### Given text:
· · · ·

Vol. XVII No. 2, Fall 1997

Book Reviews

Stern, Kenneth S. A Force Upon the Plain: The American Militia Movement and the Politics of Hate. Norman, OK: University of Oklahoma Press, 1997.

The more obvious characteristics of the American Patriot Militia movement are widely known: racialist politics, paranoia and conspiracy-myth addiction, and a lurking fear of the impending millennium. The Militia movement has spread to Australia and Canada, and has some influence in Europe. Plainly, it merits closer study. However, armed bodies based on racist or exclusionary politics have made earlier appearances in the history of the English speaking peoples. Widespread paranoia is also no stranger in history, nor is millennialism. Are today's Patriot Militias a new problem, or an old one returned in new guise? Moreover, small groups of armed extremists are often not so much of a problem in themselves, but rather they may be a symptom of a larger problem set. Is this true of the Patriot Militias?

Kenneth Stern answers neither question. Stern is very expert on American hate groups, being the American Jewish Committee's specialist on the subject. He has produced a very useful book on the Patriot Militias, by combining his talents as a lawyer, an activist and a reporter ­ but the book is largely limited by his narrow approach.

Stern points out that America has often had private armed militias animated by race or hate. He sees the Patriot Militias largely as a continuation of a tradition that stretches back to the Ku Klux Klan of the 1870s. Indeed, the KKK was revived in the 1920s, and again (albeit highly fragmented) in the 1960s. Early Militia celebrities like Randy Weaver, "Bo" Gritz and John Trechmann had direct links with post-Klan groups like the Aryan Nations and Christian Identity movements during the 1980s.

· · · ·

[Photo-based referring expression data]
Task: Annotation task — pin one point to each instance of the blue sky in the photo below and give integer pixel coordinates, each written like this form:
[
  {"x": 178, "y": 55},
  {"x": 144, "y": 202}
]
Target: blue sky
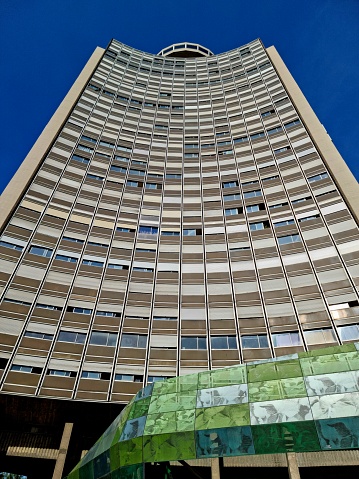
[{"x": 45, "y": 43}]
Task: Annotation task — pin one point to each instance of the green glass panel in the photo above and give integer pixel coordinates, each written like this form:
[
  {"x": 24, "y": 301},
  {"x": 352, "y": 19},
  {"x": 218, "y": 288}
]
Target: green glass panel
[
  {"x": 144, "y": 392},
  {"x": 221, "y": 396},
  {"x": 115, "y": 456},
  {"x": 264, "y": 391},
  {"x": 86, "y": 471},
  {"x": 233, "y": 441},
  {"x": 169, "y": 447},
  {"x": 222, "y": 416},
  {"x": 129, "y": 472},
  {"x": 222, "y": 377},
  {"x": 173, "y": 402},
  {"x": 176, "y": 385},
  {"x": 120, "y": 423},
  {"x": 101, "y": 464},
  {"x": 170, "y": 422},
  {"x": 338, "y": 433},
  {"x": 282, "y": 410},
  {"x": 131, "y": 451},
  {"x": 335, "y": 405},
  {"x": 133, "y": 428},
  {"x": 322, "y": 384},
  {"x": 275, "y": 370},
  {"x": 333, "y": 363},
  {"x": 346, "y": 348},
  {"x": 285, "y": 437},
  {"x": 139, "y": 408}
]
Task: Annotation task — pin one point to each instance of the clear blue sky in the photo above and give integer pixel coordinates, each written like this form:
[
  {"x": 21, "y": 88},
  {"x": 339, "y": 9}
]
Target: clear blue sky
[{"x": 45, "y": 43}]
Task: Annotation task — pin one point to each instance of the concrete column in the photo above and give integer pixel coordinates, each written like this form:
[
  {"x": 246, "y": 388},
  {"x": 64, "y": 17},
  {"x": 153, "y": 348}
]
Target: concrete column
[
  {"x": 64, "y": 445},
  {"x": 293, "y": 469},
  {"x": 215, "y": 470}
]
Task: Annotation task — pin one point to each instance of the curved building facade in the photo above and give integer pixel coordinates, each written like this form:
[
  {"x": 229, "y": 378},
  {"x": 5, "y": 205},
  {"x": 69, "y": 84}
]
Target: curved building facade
[{"x": 181, "y": 212}]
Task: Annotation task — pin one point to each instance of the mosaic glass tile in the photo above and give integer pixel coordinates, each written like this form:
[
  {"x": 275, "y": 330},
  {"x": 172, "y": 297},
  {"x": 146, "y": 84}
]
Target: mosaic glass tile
[
  {"x": 133, "y": 428},
  {"x": 234, "y": 441},
  {"x": 284, "y": 410},
  {"x": 235, "y": 394},
  {"x": 222, "y": 377},
  {"x": 338, "y": 433},
  {"x": 169, "y": 447},
  {"x": 131, "y": 451},
  {"x": 285, "y": 437},
  {"x": 222, "y": 416},
  {"x": 347, "y": 381},
  {"x": 170, "y": 422},
  {"x": 335, "y": 405},
  {"x": 173, "y": 402}
]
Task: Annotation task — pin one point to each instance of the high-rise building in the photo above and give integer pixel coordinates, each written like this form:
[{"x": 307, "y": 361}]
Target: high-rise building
[{"x": 180, "y": 212}]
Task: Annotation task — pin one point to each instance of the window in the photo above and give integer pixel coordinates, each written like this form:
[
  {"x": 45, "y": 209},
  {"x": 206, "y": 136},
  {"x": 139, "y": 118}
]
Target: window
[
  {"x": 133, "y": 341},
  {"x": 143, "y": 270},
  {"x": 348, "y": 333},
  {"x": 57, "y": 372},
  {"x": 278, "y": 205},
  {"x": 251, "y": 194},
  {"x": 286, "y": 339},
  {"x": 267, "y": 113},
  {"x": 268, "y": 178},
  {"x": 72, "y": 337},
  {"x": 230, "y": 184},
  {"x": 153, "y": 379},
  {"x": 95, "y": 177},
  {"x": 32, "y": 334},
  {"x": 124, "y": 230},
  {"x": 288, "y": 239},
  {"x": 300, "y": 200},
  {"x": 90, "y": 262},
  {"x": 192, "y": 232},
  {"x": 257, "y": 135},
  {"x": 252, "y": 208},
  {"x": 254, "y": 342},
  {"x": 259, "y": 226},
  {"x": 90, "y": 375},
  {"x": 73, "y": 240},
  {"x": 151, "y": 186},
  {"x": 231, "y": 211},
  {"x": 231, "y": 197},
  {"x": 22, "y": 369},
  {"x": 170, "y": 233},
  {"x": 274, "y": 130},
  {"x": 319, "y": 336},
  {"x": 72, "y": 309},
  {"x": 69, "y": 259},
  {"x": 88, "y": 138},
  {"x": 110, "y": 314},
  {"x": 321, "y": 176},
  {"x": 148, "y": 230},
  {"x": 117, "y": 266},
  {"x": 48, "y": 306},
  {"x": 307, "y": 218},
  {"x": 291, "y": 124},
  {"x": 46, "y": 252},
  {"x": 224, "y": 342},
  {"x": 103, "y": 338},
  {"x": 280, "y": 150},
  {"x": 124, "y": 377},
  {"x": 193, "y": 342},
  {"x": 11, "y": 246},
  {"x": 165, "y": 318},
  {"x": 119, "y": 169},
  {"x": 284, "y": 223}
]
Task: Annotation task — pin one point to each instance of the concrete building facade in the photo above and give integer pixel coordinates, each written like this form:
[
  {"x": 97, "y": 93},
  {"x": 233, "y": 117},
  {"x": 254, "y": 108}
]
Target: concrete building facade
[{"x": 180, "y": 212}]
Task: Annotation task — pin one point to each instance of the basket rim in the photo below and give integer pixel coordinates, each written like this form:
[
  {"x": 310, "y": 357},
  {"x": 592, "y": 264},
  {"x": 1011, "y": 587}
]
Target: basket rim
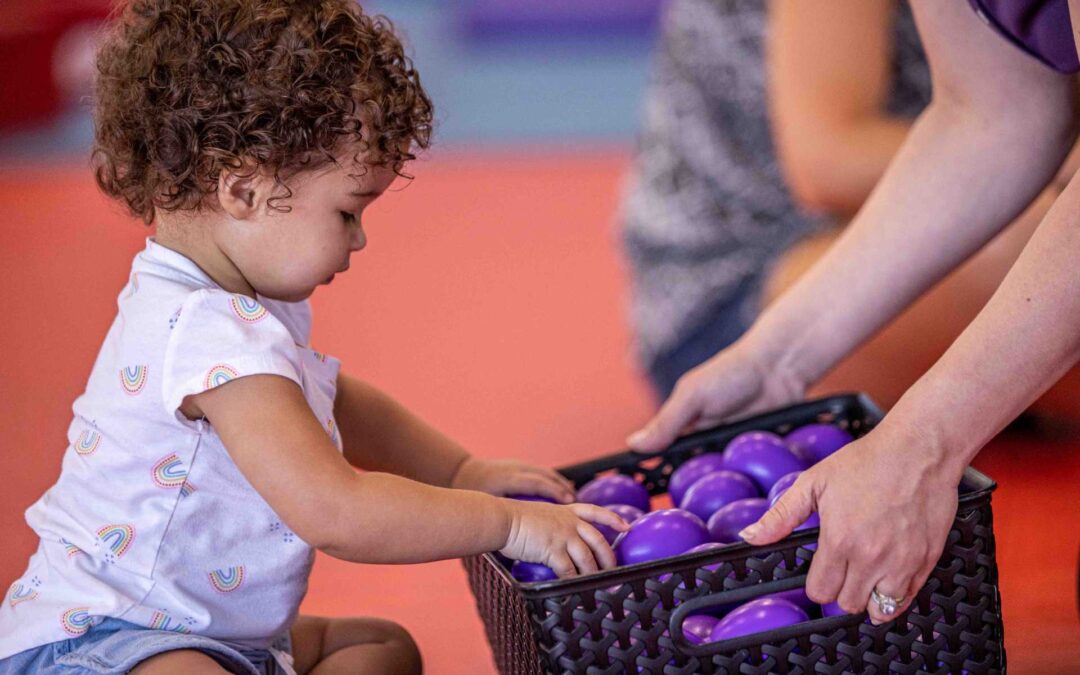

· · · ·

### What this task involves:
Continue the review of Stern's book on the American militia movement, picking up after its last sentence. The records play no part in what is asked here.

### Output:
But today's Patriot Militias are not entirely based on hate. Although he mentions their anti-Semitic and paranoiac natures, Stern only gives a passing review to groups like the John Birch Society and the Minutemen. These and the Cold War survivalist culture may have contributed far more to the Patriot Militias than the Posse Comitatus or the Aryan Nations ever did. America's "Know Nothings" and armed religious cults also have a history that predates the KKK. Stern has caught the right scents, but may be barking up the wrong tree.

Indeed, in the Canadian and Michigan Militia Groups that the reviewer is familiar with, issues of race and hate run a distant second to fear and uncertainty. There is a powerful sense of dislocation and isolation in the Militias, a sense that they no longer recognize their own nation and culture anymore. This sense (or instinct) is strongest in rural and suburban areas ­ and conspiracy theory, like Marxism, has an answer for everything.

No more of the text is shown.